[Start RECORD LIST]

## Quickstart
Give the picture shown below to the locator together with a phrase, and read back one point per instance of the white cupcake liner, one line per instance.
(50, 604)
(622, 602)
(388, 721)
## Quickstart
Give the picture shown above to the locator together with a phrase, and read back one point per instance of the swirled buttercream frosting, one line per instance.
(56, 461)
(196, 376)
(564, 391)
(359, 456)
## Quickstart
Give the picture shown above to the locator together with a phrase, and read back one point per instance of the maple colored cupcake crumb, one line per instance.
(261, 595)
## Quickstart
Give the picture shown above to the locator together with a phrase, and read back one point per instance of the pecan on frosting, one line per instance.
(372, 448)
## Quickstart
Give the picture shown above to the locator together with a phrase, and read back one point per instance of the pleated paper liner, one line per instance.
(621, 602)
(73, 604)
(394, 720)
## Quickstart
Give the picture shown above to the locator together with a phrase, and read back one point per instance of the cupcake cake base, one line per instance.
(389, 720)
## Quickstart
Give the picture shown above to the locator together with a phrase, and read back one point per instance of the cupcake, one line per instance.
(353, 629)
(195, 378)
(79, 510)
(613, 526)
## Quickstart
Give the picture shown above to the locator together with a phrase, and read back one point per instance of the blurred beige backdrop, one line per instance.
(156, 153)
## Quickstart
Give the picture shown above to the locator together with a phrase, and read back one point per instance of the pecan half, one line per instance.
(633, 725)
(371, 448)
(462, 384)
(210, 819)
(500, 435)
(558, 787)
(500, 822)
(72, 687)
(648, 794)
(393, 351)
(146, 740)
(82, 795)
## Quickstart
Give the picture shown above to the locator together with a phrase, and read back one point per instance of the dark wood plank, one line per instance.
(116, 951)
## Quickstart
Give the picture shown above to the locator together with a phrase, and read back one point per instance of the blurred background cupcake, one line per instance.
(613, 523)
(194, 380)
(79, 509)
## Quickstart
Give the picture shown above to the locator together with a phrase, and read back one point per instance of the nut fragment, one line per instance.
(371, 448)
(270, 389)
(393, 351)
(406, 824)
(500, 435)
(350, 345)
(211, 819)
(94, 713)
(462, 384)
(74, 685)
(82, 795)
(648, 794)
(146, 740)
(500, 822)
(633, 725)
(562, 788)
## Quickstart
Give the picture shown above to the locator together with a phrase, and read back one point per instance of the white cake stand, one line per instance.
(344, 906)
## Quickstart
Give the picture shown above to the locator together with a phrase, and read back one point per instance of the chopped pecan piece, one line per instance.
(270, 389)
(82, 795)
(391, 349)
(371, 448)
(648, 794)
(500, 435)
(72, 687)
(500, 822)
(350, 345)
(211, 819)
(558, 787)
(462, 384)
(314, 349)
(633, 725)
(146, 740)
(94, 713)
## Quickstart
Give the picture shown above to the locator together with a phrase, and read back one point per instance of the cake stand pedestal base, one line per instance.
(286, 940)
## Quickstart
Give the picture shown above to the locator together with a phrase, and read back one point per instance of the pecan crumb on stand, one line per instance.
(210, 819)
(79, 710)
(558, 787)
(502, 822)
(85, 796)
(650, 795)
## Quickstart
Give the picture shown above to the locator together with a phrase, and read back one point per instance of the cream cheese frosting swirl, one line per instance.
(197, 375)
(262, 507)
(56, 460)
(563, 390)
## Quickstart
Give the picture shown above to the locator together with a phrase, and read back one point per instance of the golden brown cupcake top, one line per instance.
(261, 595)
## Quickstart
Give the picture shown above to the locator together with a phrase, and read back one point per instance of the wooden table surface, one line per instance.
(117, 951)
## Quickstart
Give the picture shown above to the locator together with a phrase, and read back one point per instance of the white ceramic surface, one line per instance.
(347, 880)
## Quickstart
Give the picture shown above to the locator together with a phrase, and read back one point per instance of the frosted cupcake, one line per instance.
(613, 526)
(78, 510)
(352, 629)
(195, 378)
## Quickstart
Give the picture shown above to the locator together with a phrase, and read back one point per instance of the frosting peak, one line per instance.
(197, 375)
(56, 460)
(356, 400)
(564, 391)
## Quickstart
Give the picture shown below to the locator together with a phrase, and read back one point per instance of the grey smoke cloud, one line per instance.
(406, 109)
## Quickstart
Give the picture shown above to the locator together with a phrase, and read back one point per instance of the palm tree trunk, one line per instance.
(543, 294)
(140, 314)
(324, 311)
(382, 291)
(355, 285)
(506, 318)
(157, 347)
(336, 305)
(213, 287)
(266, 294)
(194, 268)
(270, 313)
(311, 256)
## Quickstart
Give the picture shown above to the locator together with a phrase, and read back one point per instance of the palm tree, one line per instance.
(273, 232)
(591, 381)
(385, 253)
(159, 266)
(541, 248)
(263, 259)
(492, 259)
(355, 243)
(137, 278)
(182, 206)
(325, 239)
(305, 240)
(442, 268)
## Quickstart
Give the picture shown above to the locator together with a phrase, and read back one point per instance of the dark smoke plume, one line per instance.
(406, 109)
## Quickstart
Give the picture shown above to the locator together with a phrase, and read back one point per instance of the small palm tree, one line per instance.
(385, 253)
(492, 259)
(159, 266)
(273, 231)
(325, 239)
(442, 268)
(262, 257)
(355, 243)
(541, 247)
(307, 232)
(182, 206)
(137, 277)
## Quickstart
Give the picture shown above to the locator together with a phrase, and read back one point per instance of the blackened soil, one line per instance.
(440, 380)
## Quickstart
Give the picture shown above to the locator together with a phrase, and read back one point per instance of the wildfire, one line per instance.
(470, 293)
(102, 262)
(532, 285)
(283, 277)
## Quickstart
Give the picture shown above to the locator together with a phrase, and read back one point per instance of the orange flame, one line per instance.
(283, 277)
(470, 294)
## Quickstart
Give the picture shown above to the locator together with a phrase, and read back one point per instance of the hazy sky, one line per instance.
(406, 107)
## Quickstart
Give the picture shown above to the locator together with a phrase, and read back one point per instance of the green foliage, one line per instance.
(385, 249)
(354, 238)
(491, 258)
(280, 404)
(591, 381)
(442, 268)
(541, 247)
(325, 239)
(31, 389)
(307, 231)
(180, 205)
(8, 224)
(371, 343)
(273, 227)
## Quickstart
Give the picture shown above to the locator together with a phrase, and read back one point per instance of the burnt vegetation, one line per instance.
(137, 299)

[End RECORD LIST]

_WORK INSTRUCTIONS_
Reproduce each record exactly, leaving nothing out.

_RESPONSE TO THIS EXERCISE_
## Quickstart
Give the picture shown below to the locator together with a phrase, and read back one point per instance of the white cupcake liner, one line per instance.
(50, 604)
(622, 602)
(388, 721)
## Quickstart
Give the picture shown above to the locator together with a phrase, and read back one point per instance of the swirled buttercream frosting, one line per instance.
(56, 461)
(196, 376)
(564, 391)
(359, 456)
## Quickstart
Give the picture shown above to the locator together with a phrase, and read back one point per instance of the maple colored cupcake crumb, one line per instance.
(261, 595)
## Quickstart
Give the picture shown above to the locator together with a phrase, and read back one point per instance of the pecan on frosting, one line per instance.
(372, 448)
## Quickstart
Give the picture shown above to the locator together with a phrase, and read back one point per instance of the pleated paper liner, one line per instance.
(621, 602)
(73, 604)
(394, 720)
## Quickstart
Give the picture shown above to the locator together with a phrase, and read back one point per instance of the cupcake cake base, one line per instance.
(389, 720)
## Quickstart
Give the picture shown above to the locator together with a phrase, and read back one point per instance of the cupcake, one line per instance.
(353, 629)
(195, 378)
(79, 510)
(613, 526)
## Quickstart
Give the picture shown above to the locator together with a phrase, and read back one point per instance of the blurred beige backdrop, one line per instance.
(156, 153)
## Quickstart
Give the picture shown above to the locator together with a phrase, and read back one point per instance of the pecan half, one line per instance.
(633, 725)
(371, 448)
(462, 384)
(210, 819)
(500, 435)
(558, 787)
(500, 822)
(72, 687)
(648, 794)
(393, 351)
(146, 740)
(82, 795)
## Quickstart
Give the picture shown above to the locator together with a phrase, and read back one point per instance of the dark wood plank, one line per instance.
(116, 951)
## Quickstart
Give the picture shown above to the locator together with a phrase, and read back one point per instance of the blurred background cupcake, one line per instance.
(613, 523)
(194, 380)
(79, 509)
## Quickstart
Give the picture shown above to the locator together with a phrase, and read back one point per instance of the nut fragment, one line per instance.
(371, 448)
(270, 389)
(393, 351)
(406, 824)
(500, 435)
(350, 345)
(211, 819)
(94, 713)
(462, 384)
(74, 685)
(82, 795)
(648, 794)
(146, 740)
(500, 822)
(633, 725)
(562, 788)
## Quickstart
Give the picture shown above to the locator together with a phrase, and read back one point per instance of the white cake stand, one line per instance.
(344, 906)
## Quickstart
Give the picture shown above to the locator together with a phrase, and read back one point per instance of the chopped pecan piece, one line per instance.
(270, 389)
(82, 795)
(391, 349)
(371, 448)
(648, 794)
(500, 435)
(72, 687)
(500, 822)
(350, 345)
(211, 819)
(558, 787)
(462, 384)
(314, 349)
(633, 725)
(146, 740)
(94, 713)
## Quickstart
Give the picture shown above to the locator together with a phrase, and read back one point per instance of the cake stand pedestal base, one line per instance.
(286, 940)
## Quickstart
Give the picture shown above to the locator together with a phrase, and read back one point per instance of the pecan crumb on stand, one line per instance.
(210, 819)
(79, 710)
(558, 787)
(502, 822)
(85, 796)
(650, 795)
## Quickstart
Give the picture shown above to the locator together with a phrase, and read back one point per instance of the cream cheese frosting swirl, one line per instance.
(197, 375)
(262, 507)
(56, 460)
(563, 390)
## Quickstart
Give the picture shown above to the locator together with a phrase, and read back one point per instance of the golden brown cupcake top, one line per instance.
(261, 595)
## Quickstart
Give the picture shown above to the locator together with a phrase, and read back one point per instance of the wooden table surface, one line per instance.
(117, 951)
## Quickstart
Give the picture shown above to the locator together with a phrase, and read back one point per instance of the white ceramic surface, one line per instance.
(347, 880)
## Quickstart
Give the picture shown above to the locator together with a phrase, and read back one point per instance of the frosted cupcake, one line per instance.
(613, 526)
(78, 510)
(352, 629)
(195, 378)
## Quickstart
Give the picture shown above to the locator together with a phrase, and read back one point per instance of the frosting peak, one line per instance.
(197, 375)
(56, 460)
(356, 400)
(564, 391)
## Quickstart
Give the picture shown below to the locator together with a phrase, and read back one point per instance of the grey smoke cloud, one line per instance.
(406, 109)
## Quickstart
Give the picture shown above to the locator together with a phrase, and read back one point per instance of the palm tree trunk, one line per instance.
(543, 294)
(140, 314)
(324, 311)
(382, 291)
(355, 285)
(506, 318)
(157, 347)
(336, 305)
(213, 287)
(266, 294)
(194, 268)
(270, 313)
(311, 256)
## Quickstart
Give the picture shown above to the locator together with a phrase, and read back one point per instance of the palm tree, one line per instance.
(273, 232)
(591, 381)
(385, 253)
(159, 266)
(541, 248)
(263, 259)
(492, 259)
(355, 243)
(137, 278)
(182, 206)
(325, 239)
(305, 240)
(442, 268)
## Quickstart
Give the picture shown above to the locator together with a phrase, and read back one point per instance of the dark smoke plume, one line per instance.
(406, 109)
## Quickstart
Give the picture shown above to the locator together with a phrase, and read back one point per instance of the small palm tree, one line per instance.
(385, 253)
(492, 259)
(159, 266)
(273, 231)
(325, 239)
(442, 268)
(262, 257)
(355, 243)
(541, 247)
(307, 232)
(182, 206)
(137, 277)
## Quickstart
Give the picture shown above to the locator together with a phrase, and read back one point per instance of the blackened soil, one line per instance.
(440, 380)
## Quickstart
Give the picture shown above to the locator together with a phrase, and read back one point per instance of the wildfire, one line per instance.
(470, 293)
(102, 262)
(532, 285)
(283, 277)
## Quickstart
Give the picture shown above to the locator together with a phrase, and read back one point per instance of the orange flame, one line per instance.
(283, 277)
(470, 294)
## Quickstart
Give the picture shown above to the locator together with a phrase, and read back one point per instance of the hazy sky, one line per instance.
(406, 107)
## Quickstart
Give the picture shown above to the locator together with a phrase, and read back one point per instance of the green foliage, one line per instance.
(385, 249)
(354, 238)
(491, 258)
(280, 404)
(591, 381)
(442, 268)
(541, 247)
(325, 239)
(31, 389)
(307, 231)
(180, 205)
(8, 224)
(371, 343)
(273, 227)
## Quickstart
Give the picture shown above to the locator together with a phrase, and read back one point per instance of the burnt vegetation, one line per instance.
(137, 299)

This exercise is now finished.